ЛЕОНИД АРОНЗОН
Опубликовано в журнале Новый Мир, номер 2, 1995
ДМИТРИЙ БЫКОВ. Послание к юноше. Стихотворения, поэмы, баллады. М. РИФ “РОЙ”. 1994. 160 стр.
Дмитрий Быков. Много пишущий критик. Сотрудник “Столицы”. Автор “Общей” и прочих газет. Прозаик. “Куртуазный маньерист”. Непременный участник телевизионного “Пресс-клуба”. Много всего набегает. И все-таки странное ощущение: нет веса. Как-то легок. Но интересен.
Тут не могу удержаться, чтобы не привести большую часть авторского предуведомления к сборнику. Вот оно:
“Рецензирование этой книги, а также любые упоминания о ней в негативном, позитивном или нейтральном контексте категорически запрещаются:
— литературным критикам Борису Кузьминскому, Вячеславу Курицыну, Андрею Немзеру, Павлу Басинскому, Феликсу Икшину;
— Аделаиде Метелкиной, Кроку Адилову, Глебу Жеглову;
— газетам “Сегодня” и “Завтра”.
Иначе будет что-то ужасное. <…>
Я счастлив засвидетельствовать свою любовь ко всем остальным моим читателям”.
Что тут скажешь? Во-первых, сразу манит подписаться: Деля Икшина из газеты “Вчера”. Во-вторых, тревожит судьба не упомянутого Володи Шарапова — ему-то можно или тоже нельзя? В-третьих, ну очень хочется ужасного!
Поскольку я не значусь в черном списке (и не знаю, хорошо это или плохо), то, получив уверения в любви автора ко мне как к остальному читателю, скажу несколько слов.
Чего не стану говорить? Что Быков — поэт. Не знаю, поэт он или нет. Я не ищу у него именно поэзии. Я ищу в его сборнике стихи — живые, современные, местами остроумные, местами трогательные, зачастую крепкие, а если и не очень крепкие, то и пусть. Дмитрий Быков — живой современный стихотворец, как бы ни было дискредитировано это совершенно нейтральное определение (как “литератор”).
Перефразируя его же строки, неразбериху, хаос, кутерьму он втискивает в ямбы и хореи. При этом все время кого-то напоминая. Спектр ассоциаций тут весьма широк — от Тимура Кибирова до Юлия Кима. Может быть, поэтому лирика его в моей памяти не застревает (за исключением “Старуха-мать с ребенком-идиотом…”). Даже названия иногда помнятся и про что, а сами стихи не задерживаются. Чего нельзя сказать о его поэме “Версия”, прочитанной некогда в перестроечном “Огоньке”:
…Представим, что не вышло. Питер взят
Корниловым (возможен и Юденич).

Небольшое задание A -
Сколько страниц в сборнике «Послание к юноше», о котором идет речь в отрывке текста?
Небольшое задание B -
Перепишите из отрывка текста без изменений кусок от «Дмитрий Быков. Много» до «легок. Но интересен.».

Исходные данные -

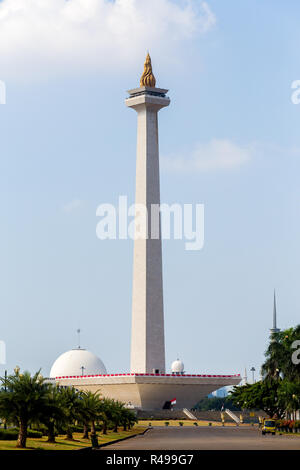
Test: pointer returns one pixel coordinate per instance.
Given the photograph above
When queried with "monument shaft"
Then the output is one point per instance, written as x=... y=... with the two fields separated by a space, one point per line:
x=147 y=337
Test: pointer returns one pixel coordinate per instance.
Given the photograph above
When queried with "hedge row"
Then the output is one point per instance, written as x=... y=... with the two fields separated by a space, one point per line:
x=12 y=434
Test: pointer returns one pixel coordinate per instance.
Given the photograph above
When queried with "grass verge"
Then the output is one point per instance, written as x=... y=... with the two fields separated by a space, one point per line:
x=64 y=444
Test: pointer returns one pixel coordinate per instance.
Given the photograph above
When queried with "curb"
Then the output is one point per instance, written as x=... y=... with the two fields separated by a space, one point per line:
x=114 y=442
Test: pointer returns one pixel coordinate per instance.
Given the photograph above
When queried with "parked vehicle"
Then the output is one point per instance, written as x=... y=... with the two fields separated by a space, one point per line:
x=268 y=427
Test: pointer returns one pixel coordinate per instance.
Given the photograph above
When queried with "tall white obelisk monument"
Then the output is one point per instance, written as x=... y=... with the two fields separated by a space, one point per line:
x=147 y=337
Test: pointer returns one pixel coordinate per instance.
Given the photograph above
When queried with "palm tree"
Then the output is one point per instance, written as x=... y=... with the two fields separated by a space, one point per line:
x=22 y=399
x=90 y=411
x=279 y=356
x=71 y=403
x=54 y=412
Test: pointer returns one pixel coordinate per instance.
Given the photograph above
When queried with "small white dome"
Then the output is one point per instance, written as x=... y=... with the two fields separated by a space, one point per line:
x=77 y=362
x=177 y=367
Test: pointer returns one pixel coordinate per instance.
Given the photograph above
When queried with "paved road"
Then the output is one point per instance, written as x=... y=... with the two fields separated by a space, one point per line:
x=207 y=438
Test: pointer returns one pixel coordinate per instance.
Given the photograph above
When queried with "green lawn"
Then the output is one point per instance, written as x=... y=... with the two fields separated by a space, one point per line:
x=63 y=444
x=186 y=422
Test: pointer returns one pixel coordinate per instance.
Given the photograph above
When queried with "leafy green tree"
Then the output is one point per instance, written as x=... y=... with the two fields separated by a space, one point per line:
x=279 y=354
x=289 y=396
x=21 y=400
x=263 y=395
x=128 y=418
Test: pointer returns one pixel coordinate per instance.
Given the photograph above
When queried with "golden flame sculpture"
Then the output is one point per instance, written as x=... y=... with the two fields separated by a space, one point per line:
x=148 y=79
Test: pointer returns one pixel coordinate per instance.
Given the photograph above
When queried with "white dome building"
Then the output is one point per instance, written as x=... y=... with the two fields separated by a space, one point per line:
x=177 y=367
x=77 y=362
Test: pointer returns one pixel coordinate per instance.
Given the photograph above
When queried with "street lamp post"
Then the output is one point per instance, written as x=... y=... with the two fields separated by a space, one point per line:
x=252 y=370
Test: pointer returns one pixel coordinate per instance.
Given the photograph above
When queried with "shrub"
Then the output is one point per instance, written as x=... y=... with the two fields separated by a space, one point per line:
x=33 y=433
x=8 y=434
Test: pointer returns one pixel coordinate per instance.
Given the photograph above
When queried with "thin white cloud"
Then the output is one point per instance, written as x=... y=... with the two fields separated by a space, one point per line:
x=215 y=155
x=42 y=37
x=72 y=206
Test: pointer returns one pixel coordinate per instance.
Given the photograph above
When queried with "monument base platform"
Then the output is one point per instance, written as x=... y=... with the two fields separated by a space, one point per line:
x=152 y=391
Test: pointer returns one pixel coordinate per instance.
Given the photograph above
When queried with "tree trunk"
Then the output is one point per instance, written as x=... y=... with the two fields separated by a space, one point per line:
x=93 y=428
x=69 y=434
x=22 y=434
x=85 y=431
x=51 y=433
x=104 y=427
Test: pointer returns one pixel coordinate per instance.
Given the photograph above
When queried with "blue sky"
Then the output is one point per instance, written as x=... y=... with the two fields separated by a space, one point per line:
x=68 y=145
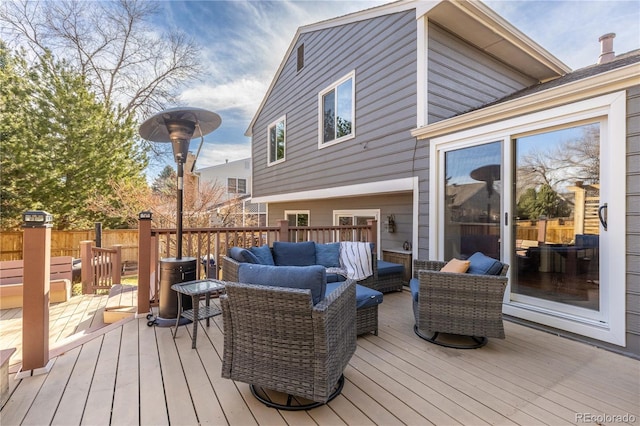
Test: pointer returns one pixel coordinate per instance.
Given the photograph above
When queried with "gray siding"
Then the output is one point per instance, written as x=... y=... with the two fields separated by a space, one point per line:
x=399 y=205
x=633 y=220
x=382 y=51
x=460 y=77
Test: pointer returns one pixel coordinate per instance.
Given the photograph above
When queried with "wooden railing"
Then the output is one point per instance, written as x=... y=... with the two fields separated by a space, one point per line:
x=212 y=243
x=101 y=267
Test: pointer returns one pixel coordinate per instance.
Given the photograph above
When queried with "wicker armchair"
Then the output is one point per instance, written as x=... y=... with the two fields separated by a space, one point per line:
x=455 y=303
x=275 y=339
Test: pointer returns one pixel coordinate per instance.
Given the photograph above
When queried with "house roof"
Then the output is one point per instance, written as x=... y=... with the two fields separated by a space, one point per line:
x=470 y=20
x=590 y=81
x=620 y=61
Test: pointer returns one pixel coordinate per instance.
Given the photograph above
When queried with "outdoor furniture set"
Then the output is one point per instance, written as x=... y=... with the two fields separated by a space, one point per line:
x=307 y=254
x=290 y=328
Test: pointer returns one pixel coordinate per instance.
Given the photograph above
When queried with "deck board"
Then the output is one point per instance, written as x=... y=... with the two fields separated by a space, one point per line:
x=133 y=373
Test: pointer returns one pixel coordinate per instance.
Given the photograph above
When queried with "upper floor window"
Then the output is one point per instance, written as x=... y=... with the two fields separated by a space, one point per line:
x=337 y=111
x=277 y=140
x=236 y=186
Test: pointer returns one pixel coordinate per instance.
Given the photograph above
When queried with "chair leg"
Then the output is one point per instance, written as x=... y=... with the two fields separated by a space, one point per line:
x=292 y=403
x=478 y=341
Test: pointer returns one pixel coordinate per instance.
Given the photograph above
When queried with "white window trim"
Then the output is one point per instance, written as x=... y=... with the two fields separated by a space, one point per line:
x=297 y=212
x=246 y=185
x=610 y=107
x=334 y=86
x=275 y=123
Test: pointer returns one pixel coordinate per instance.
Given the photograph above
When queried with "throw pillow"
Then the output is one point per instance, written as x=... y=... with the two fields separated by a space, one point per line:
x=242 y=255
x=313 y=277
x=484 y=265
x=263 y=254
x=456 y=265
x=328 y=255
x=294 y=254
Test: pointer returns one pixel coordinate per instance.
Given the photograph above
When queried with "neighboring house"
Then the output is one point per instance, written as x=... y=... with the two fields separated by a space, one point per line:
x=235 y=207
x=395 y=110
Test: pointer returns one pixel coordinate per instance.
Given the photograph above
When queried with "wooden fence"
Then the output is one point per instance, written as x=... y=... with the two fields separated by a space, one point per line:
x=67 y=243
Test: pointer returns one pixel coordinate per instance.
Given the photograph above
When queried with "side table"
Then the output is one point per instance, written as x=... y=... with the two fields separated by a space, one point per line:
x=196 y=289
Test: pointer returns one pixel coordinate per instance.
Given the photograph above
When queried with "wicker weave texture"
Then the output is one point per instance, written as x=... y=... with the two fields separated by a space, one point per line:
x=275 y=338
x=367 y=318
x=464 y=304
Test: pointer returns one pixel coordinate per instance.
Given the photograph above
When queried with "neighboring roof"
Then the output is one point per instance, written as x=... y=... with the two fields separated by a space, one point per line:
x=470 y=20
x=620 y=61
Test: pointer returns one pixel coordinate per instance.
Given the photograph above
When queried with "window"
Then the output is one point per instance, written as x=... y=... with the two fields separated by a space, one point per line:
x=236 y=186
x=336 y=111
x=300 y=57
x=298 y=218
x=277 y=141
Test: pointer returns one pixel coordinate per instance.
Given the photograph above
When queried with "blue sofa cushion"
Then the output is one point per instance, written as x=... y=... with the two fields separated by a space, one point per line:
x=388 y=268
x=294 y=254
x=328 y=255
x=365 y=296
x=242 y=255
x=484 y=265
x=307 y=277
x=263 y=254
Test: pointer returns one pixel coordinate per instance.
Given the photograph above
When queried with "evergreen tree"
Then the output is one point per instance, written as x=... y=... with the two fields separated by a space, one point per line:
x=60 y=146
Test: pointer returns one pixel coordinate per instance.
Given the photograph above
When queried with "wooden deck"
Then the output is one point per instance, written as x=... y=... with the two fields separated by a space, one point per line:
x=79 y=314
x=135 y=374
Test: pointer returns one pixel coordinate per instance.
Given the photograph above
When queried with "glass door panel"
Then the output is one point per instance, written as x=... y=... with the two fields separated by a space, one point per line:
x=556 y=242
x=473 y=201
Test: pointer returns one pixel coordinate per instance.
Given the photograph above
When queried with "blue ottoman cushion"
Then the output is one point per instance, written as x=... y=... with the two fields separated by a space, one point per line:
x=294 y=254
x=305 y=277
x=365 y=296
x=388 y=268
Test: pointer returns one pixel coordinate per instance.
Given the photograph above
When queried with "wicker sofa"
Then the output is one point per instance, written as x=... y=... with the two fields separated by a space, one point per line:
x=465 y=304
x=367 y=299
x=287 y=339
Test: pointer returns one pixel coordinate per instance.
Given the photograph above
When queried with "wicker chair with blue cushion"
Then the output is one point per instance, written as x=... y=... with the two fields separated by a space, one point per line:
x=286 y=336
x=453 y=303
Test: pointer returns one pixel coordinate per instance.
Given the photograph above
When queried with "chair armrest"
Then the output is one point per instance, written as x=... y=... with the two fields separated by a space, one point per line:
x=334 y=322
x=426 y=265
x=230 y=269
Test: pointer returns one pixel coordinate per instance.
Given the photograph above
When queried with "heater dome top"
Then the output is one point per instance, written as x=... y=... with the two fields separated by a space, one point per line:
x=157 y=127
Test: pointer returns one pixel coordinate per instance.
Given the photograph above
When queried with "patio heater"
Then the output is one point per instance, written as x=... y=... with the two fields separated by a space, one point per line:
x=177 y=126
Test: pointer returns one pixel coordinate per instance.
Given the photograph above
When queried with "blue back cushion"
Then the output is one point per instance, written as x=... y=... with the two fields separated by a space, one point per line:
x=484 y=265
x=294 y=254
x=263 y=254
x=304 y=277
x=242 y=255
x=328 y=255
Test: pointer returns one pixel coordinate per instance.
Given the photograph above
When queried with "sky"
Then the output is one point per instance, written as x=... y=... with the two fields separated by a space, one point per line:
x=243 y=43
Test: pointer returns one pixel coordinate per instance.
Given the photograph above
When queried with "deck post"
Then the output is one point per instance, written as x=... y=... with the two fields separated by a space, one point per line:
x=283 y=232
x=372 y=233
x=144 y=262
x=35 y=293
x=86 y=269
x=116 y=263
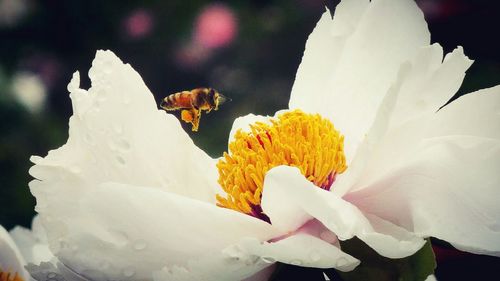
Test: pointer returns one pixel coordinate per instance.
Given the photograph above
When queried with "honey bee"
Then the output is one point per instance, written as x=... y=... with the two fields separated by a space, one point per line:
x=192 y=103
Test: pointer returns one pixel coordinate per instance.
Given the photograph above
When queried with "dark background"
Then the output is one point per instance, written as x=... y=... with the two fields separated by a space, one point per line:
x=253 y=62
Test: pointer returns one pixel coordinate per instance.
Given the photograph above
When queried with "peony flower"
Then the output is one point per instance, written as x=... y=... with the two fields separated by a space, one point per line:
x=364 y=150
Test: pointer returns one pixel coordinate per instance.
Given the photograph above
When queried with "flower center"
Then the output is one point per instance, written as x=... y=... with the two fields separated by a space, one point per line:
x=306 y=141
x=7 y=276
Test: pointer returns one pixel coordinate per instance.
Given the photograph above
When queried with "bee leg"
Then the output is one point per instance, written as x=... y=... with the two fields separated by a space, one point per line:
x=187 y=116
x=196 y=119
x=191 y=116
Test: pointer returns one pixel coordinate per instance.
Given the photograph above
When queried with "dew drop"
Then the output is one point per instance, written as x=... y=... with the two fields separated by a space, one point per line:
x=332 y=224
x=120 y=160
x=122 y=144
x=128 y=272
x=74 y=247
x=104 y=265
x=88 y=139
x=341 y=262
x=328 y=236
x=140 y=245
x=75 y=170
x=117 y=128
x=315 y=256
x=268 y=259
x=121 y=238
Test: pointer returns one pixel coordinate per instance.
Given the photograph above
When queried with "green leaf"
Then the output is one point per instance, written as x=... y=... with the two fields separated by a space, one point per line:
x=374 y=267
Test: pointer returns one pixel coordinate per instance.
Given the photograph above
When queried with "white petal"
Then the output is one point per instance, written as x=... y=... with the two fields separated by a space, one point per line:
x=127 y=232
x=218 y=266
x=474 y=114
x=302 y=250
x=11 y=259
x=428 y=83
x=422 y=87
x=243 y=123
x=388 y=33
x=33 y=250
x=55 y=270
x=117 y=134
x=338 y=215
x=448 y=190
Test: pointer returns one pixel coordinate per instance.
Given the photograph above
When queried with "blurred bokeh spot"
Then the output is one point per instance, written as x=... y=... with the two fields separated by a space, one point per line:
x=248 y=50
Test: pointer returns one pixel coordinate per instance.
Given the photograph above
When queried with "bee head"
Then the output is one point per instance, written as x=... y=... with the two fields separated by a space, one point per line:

Решение задачи A -
160 страниц.

Решение задачи B -
Дмитрий Быков. Много пишущий критик. Сотрудник “Столицы”. Автор “Общей” и прочих газет. Прозаик. “Куртуазный маньерист”. Непременный участник телевизионного “Пресс-клуба”. Много всего набегает. И все-таки странное ощущение: нет веса. Как-то легок. Но интересен.